---------- Data in this exercise ----------
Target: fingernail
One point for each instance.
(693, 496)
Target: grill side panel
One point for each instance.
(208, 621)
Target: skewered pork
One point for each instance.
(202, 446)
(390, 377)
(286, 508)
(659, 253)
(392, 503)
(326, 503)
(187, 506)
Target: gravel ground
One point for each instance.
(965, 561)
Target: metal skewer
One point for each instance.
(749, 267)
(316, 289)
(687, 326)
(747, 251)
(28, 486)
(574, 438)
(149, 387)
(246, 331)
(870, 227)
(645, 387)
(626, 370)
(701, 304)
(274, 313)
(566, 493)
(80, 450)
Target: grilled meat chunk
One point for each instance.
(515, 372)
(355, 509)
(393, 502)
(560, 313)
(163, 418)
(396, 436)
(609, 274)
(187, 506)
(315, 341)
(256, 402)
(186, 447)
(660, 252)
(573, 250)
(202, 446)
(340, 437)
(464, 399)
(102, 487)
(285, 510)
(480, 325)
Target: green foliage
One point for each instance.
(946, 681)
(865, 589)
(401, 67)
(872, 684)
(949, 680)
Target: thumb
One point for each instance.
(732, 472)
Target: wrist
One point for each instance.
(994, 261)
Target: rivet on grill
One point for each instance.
----------
** What is expected **
In the records above, how many lines include the string "Target"? Answer with only the number.

** Response **
10